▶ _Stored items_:
⟨

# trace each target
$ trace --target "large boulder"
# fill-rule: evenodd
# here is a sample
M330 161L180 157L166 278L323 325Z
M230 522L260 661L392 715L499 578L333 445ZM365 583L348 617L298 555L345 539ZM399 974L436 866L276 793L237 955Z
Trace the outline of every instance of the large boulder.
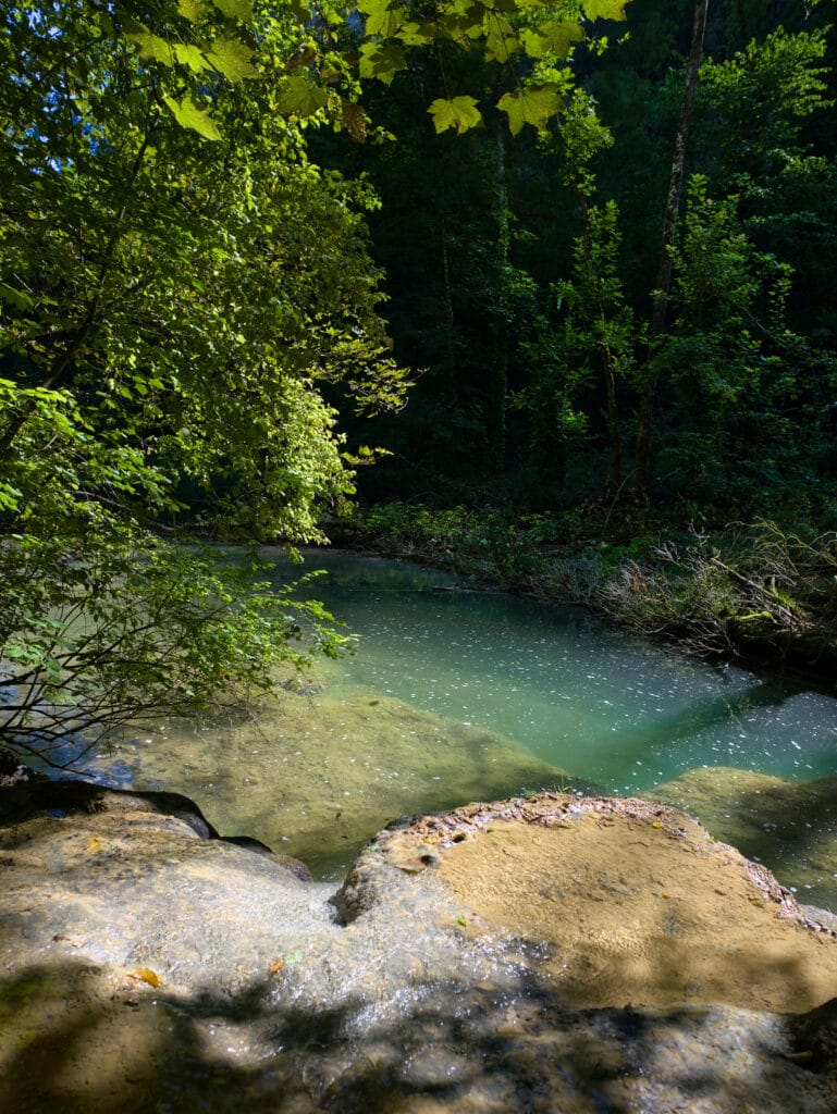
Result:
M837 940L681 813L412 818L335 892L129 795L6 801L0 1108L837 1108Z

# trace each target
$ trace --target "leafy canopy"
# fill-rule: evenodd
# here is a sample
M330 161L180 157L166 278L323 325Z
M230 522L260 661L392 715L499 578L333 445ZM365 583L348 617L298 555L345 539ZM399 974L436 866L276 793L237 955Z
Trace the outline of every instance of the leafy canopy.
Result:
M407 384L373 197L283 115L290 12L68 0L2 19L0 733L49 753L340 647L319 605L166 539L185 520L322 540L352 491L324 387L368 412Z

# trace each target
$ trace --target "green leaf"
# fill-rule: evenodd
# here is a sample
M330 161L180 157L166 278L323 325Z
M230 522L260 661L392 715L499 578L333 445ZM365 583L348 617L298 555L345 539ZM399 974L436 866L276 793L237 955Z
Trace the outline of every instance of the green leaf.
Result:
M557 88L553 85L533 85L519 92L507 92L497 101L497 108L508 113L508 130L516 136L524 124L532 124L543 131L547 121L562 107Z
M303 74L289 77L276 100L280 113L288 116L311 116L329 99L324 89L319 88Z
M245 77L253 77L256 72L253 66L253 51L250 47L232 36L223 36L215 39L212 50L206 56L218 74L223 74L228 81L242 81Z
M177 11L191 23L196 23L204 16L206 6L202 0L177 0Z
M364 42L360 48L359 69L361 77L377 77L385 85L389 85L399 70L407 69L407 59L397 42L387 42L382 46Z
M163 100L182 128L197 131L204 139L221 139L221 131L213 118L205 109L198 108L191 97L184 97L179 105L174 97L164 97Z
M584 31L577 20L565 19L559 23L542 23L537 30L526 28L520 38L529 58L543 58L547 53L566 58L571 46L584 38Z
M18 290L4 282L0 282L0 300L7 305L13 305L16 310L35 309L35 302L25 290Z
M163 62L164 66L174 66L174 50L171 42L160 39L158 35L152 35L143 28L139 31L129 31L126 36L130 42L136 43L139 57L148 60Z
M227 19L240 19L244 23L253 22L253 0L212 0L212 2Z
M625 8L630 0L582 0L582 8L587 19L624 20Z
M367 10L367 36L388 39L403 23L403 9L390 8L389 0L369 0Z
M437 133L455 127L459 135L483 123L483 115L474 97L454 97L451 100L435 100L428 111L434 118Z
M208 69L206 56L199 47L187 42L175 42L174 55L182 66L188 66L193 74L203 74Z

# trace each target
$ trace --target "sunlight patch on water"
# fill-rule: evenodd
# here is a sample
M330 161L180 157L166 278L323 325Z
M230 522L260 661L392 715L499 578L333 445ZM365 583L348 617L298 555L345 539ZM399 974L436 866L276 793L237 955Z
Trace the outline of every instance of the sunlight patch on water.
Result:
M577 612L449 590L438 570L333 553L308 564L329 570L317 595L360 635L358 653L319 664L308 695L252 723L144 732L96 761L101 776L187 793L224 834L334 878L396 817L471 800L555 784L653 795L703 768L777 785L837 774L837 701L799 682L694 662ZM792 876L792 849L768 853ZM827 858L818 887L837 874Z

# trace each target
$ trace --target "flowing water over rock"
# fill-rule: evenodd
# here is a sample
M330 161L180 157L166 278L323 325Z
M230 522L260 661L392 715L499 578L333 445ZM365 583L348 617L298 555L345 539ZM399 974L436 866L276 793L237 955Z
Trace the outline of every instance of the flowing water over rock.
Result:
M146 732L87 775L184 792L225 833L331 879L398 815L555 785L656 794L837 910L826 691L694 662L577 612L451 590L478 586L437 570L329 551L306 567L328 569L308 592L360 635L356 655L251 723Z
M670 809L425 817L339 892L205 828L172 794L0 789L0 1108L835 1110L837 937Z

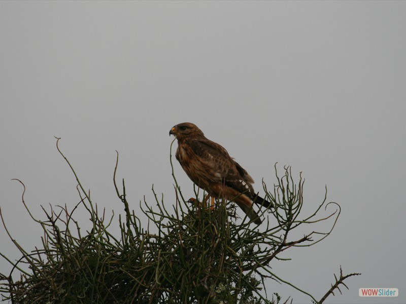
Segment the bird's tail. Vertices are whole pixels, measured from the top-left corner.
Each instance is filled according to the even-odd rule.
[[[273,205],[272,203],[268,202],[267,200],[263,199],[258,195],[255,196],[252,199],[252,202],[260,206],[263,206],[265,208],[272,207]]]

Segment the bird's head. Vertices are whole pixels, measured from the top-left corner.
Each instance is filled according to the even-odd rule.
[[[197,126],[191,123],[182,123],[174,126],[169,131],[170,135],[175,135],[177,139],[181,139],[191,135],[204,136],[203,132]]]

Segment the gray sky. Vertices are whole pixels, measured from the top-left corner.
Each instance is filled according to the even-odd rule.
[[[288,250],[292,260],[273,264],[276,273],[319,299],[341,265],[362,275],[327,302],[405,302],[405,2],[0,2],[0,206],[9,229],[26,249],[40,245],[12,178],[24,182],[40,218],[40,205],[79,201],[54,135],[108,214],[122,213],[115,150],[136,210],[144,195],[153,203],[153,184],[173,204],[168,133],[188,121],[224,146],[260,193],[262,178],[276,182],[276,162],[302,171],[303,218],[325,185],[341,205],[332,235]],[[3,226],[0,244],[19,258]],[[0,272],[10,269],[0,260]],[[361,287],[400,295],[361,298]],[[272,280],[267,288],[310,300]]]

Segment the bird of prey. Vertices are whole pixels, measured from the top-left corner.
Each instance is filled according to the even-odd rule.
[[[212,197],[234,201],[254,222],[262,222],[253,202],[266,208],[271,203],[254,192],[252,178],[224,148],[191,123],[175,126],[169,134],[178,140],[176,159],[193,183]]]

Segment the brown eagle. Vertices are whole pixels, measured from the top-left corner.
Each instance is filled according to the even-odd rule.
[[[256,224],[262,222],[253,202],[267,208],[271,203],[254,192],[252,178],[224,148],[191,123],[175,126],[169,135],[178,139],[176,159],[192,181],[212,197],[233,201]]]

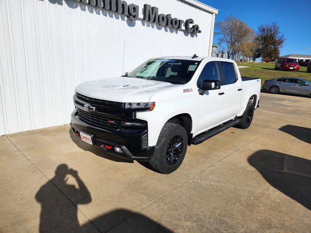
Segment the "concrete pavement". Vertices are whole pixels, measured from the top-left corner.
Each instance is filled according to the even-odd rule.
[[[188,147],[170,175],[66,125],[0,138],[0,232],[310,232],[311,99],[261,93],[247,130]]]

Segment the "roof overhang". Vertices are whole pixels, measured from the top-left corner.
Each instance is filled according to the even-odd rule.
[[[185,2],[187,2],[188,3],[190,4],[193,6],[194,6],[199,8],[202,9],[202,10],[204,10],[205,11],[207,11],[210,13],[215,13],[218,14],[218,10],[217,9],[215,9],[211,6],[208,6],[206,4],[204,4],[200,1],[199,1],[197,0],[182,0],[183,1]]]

⟩

Extract all of the rows above and reproduce them verbatim, line for line. Omit the pictures from your copy.

▶ _FINAL RESULT_:
# trace each target
$ trace --target "large boulder"
# fill-rule: evenodd
# here is a sample
M330 161L180 157L166 278L323 325Z
M230 522L260 661L392 715L499 578L333 445ZM365 583L348 617L298 555L345 539ZM399 974L436 866L276 793L237 955Z
Trace the outline of every instance of the large boulder.
Result:
M837 940L681 813L412 818L335 892L129 795L6 801L0 1108L837 1108Z

# trace each target
$ trace --target "leafy canopy"
# fill-rule: evenodd
# here is a sample
M330 161L180 157L166 278L323 325Z
M230 522L260 661L392 715L499 578L333 445ZM365 583L348 617L298 555L345 539ZM399 974L436 866L276 793L237 955Z
Trace the outline of every instance of the leafy canopy.
Result:
M407 384L373 197L283 115L290 12L68 0L2 19L0 733L49 753L340 647L319 605L166 539L185 520L322 540L352 491L324 387L368 412Z

# trace each target
$ trace --target "green leaf"
# fill-rule: evenodd
# here is a sample
M330 161L180 157L166 278L323 325Z
M230 522L260 661L392 715L499 578L333 445ZM365 583L348 617L298 555L345 539ZM399 974L436 866L276 793L237 955Z
Trace the outline of every instance of the green leaf.
Result:
M557 88L553 85L533 85L519 92L507 92L497 101L497 108L508 113L508 130L516 136L524 124L532 124L543 131L547 121L562 107Z
M303 74L289 77L276 100L280 113L288 116L311 116L329 99L324 89L319 88Z
M245 77L253 77L256 72L253 66L253 51L250 47L232 36L223 36L215 39L212 50L206 56L218 74L223 74L228 81L242 81Z
M177 11L191 23L196 23L204 16L206 6L202 0L177 0Z
M364 42L360 48L359 69L361 77L377 77L385 85L389 85L399 70L407 69L407 59L397 42L387 42L382 46Z
M163 100L182 128L197 131L204 139L221 139L221 131L213 118L205 109L198 108L191 97L184 97L179 105L174 97L164 97Z
M584 31L577 20L565 19L559 23L542 23L537 30L526 28L520 38L529 58L543 58L547 53L566 58L571 46L584 38Z
M18 290L4 282L0 282L0 300L7 305L13 305L16 310L35 309L35 302L25 290Z
M163 62L164 66L174 66L174 50L171 42L160 39L158 35L152 35L143 28L139 31L129 31L126 36L130 42L136 43L139 57L148 60Z
M227 19L240 19L244 23L253 22L253 0L212 0L212 2Z
M625 8L630 0L582 0L582 8L587 19L624 20Z
M367 10L367 36L388 39L403 23L403 9L390 8L389 0L369 0Z
M437 133L455 127L459 135L483 123L483 115L474 97L454 97L451 100L435 100L428 111L434 118Z
M208 69L206 56L199 47L187 42L175 42L174 55L182 66L188 66L193 74L203 74Z

# trace each target
$ trace --target "sunlight patch on water"
# fill-rule: evenodd
# here is a sample
M330 161L180 157L166 278L323 325Z
M230 522L260 661L392 715L499 578L333 445ZM365 583L348 617L298 555L345 539ZM399 974L436 866L276 793L237 955Z
Trace the outline of every instance of the sunlight patch on water.
Result:
M577 612L449 590L438 570L333 553L308 564L329 570L317 595L360 635L358 653L319 664L308 695L252 723L144 732L96 761L101 776L187 793L224 834L334 878L396 817L471 800L555 784L653 795L703 768L777 785L837 774L837 701L799 682L694 662ZM792 876L792 849L768 853ZM827 858L818 887L837 874Z

# trace each target
$ trace --target "flowing water over rock"
# fill-rule: evenodd
# here is a sample
M330 161L180 157L166 278L323 325Z
M230 522L260 661L392 715L499 578L333 445ZM365 583L348 617L298 555L345 539ZM399 974L436 866L276 793L237 955Z
Trace the outline of every instance of the flowing water over rock.
Result:
M146 732L87 775L184 792L225 833L331 879L398 815L555 785L656 794L837 910L826 691L694 662L577 612L451 590L478 586L437 570L329 551L306 567L328 569L308 592L360 635L356 655L251 723Z
M670 809L425 817L339 892L205 828L172 794L0 789L0 1108L835 1110L837 937Z

Segment the bird's tail. Vertices are whole pixels, measured from the top-left corner.
Each instance is filled according to the even-odd rule.
[[[273,205],[272,203],[268,202],[267,200],[263,199],[258,195],[255,196],[252,199],[252,202],[260,206],[263,206],[265,208],[272,207]]]

Segment the bird's head. Vertices are whole pixels, measured from the top-left corner.
Each instance is filled according to the even-odd rule.
[[[197,126],[191,123],[182,123],[174,126],[169,131],[170,135],[175,135],[177,139],[181,139],[191,135],[204,136],[203,132]]]

Segment the gray sky. Vertices are whole pixels, measured from the top-left corner.
Each instance is filled according to the even-odd rule.
[[[288,250],[292,260],[273,264],[276,273],[319,299],[341,265],[362,275],[327,302],[405,302],[405,2],[0,2],[0,206],[9,229],[26,249],[40,245],[12,178],[24,182],[40,218],[40,205],[79,201],[54,135],[108,214],[122,213],[115,150],[136,210],[144,195],[153,203],[153,184],[173,204],[168,133],[188,121],[224,146],[260,193],[262,178],[276,182],[276,162],[302,171],[303,218],[325,185],[341,205],[332,235]],[[3,226],[0,244],[19,258]],[[0,272],[10,269],[0,260]],[[361,287],[400,295],[361,298]],[[272,280],[267,288],[310,300]]]

Segment the bird of prey. Vertices are whole pixels, measured from the top-left corner.
Each instance is filled according to the even-odd rule.
[[[212,197],[234,201],[254,222],[262,222],[253,202],[266,208],[271,203],[254,192],[252,178],[224,148],[191,123],[175,126],[169,134],[178,140],[176,159],[193,183]]]

Segment the brown eagle. Vertices are whole pixels, measured from the top-left corner.
Each instance is filled according to the even-odd rule.
[[[256,224],[262,222],[253,202],[267,208],[271,203],[254,192],[252,178],[224,148],[191,123],[175,126],[169,135],[178,139],[176,159],[192,181],[212,197],[233,201]]]

Segment the "concrete pavement". Vertices are whole pixels, measured from the top-left corner.
Each instance is filled according to the even-odd rule.
[[[188,147],[170,175],[66,125],[0,138],[0,232],[310,232],[311,99],[261,93],[247,130]]]

Segment the "roof overhang". Vertices are whole pixels, measured from the top-left corner.
Each instance is filled according to the even-odd rule.
[[[185,2],[187,2],[188,3],[190,4],[193,6],[194,6],[199,8],[202,9],[202,10],[204,10],[205,11],[207,11],[210,13],[215,13],[218,14],[218,10],[217,9],[215,9],[211,6],[208,6],[206,4],[204,4],[200,1],[199,1],[197,0],[182,0],[183,1]]]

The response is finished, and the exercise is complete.